(DOCUMENT TEXT)

※

Avraham Is Challenged To Wipe His Hard Drive Clean
In the Medrash Rabbah (Chapter 39), Rav Yitzchak comments on the first pasuk in our parsha – “Go forth from your land, your birthplace and the house of your father to the Land that I will show you” (Bereshis 12:1) – by citing a pasuk from Tehillim (45:11): “My daughter listen to me and see; turn your ear and forget your nation and the house of your father.” This is how Rav Yitzchak would begin his exposition on Parshas Lech Lecha. He would reference this pasuk from sefer Tehillim. The question is – what does this pasuk in Tehillim Chapter 45 have to do with Parshas Lech Lecha?
I saw an idea in a sefer called Nachlas Eliezer from Rav Eliezer Kahan, who was a Mashgiach in Gateshead:
Rav Yitzchak is coming to answer a question that many meforshim ask: The pasuk “Lech lecha m’artzecha u’mi’moladetecha u’m’beis avicha…” contains an inherent problem.” The Ribono shel Olam is asking Avraham to go away from his country, his city, his father’s house and to go to Eretz Yisrael. As we all know, if we go anywhere – especially if we go out of the country – the first place that we leave is our home. Then we leave our city. Then when we get to the airport and take off toward our destination, we ultimately leave our country. The pasuk should therefore have really been written in the reverse sequence: Go forth from your father’s house, your birthplace (i.e. – your city), and from your land (i.e. – your country); not vice versa as the pasuk states.

※

(ACTIVITY) Write out everything in the commentary on Parshas Lech Lecha from "I saw an idea" down to "the pasuk states.", word for word.

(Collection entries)
※

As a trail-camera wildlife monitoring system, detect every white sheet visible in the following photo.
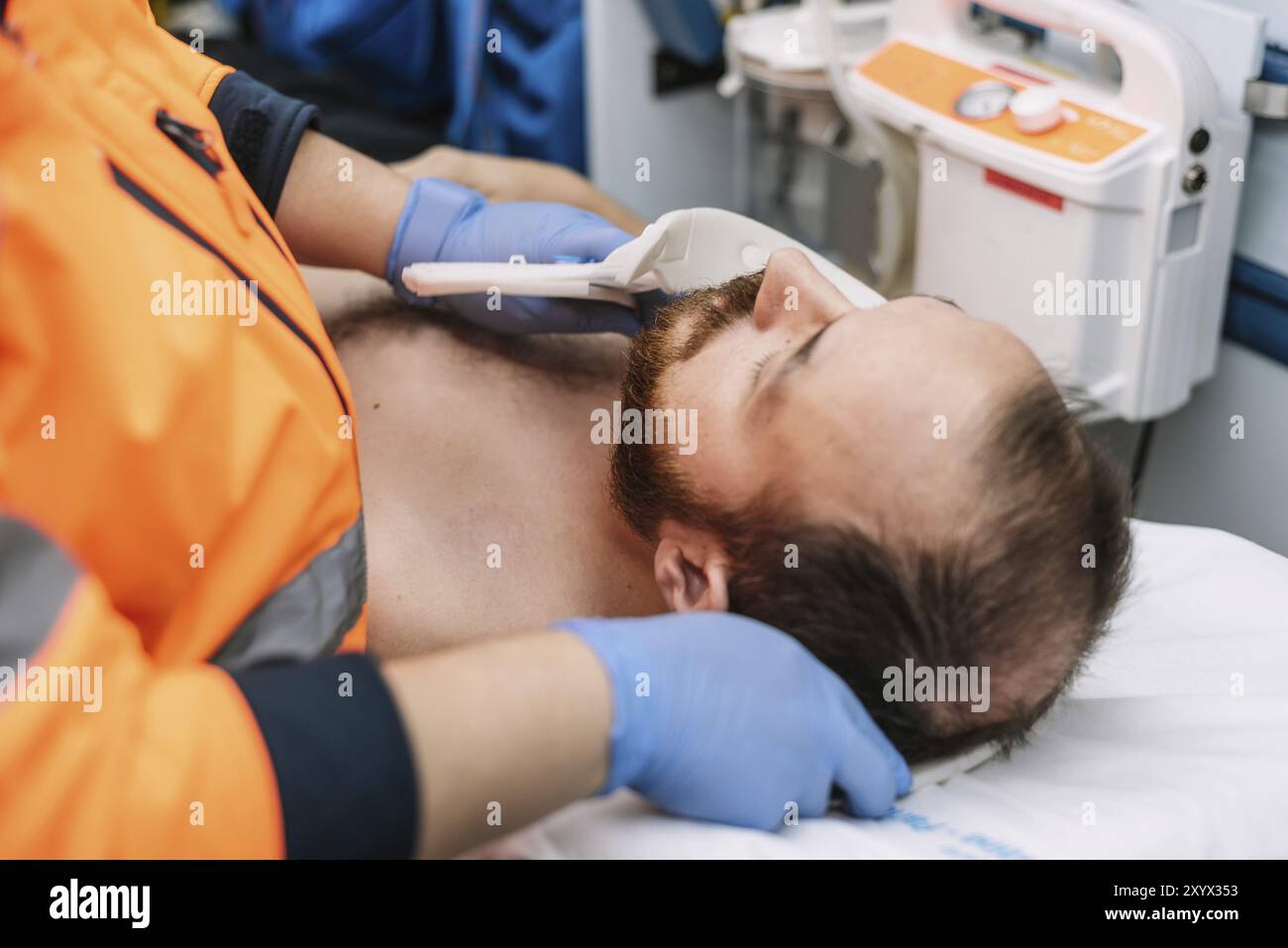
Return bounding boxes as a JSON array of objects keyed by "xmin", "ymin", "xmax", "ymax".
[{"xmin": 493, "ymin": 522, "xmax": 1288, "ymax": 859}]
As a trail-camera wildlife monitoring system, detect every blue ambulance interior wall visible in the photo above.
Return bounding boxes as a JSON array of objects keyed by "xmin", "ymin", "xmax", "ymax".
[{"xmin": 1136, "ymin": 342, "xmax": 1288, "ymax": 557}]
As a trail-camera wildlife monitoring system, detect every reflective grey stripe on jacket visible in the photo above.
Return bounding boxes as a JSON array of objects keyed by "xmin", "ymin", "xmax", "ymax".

※

(SOLUTION TO THIS PROBLEM)
I saw an idea in a sefer called Nachlas Eliezer from Rav Eliezer Kahan, who was a Mashgiach in Gateshead:
Rav Yitzchak is coming to answer a question that many meforshim ask: The pasuk “Lech lecha m’artzecha u’mi’moladetecha u’m’beis avicha…” contains an inherent problem.” The Ribono shel Olam is asking Avraham to go away from his country, his city, his father’s house and to go to Eretz Yisrael. As we all know, if we go anywhere – especially if we go out of the country – the first place that we leave is our home. Then we leave our city. Then when we get to the airport and take off toward our destination, we ultimately leave our country. The pasuk should therefore have really been written in the reverse sequence: Go forth from your father’s house, your birthplace (i.e. – your city), and from your land (i.e. – your country); not vice versa as the pasuk states.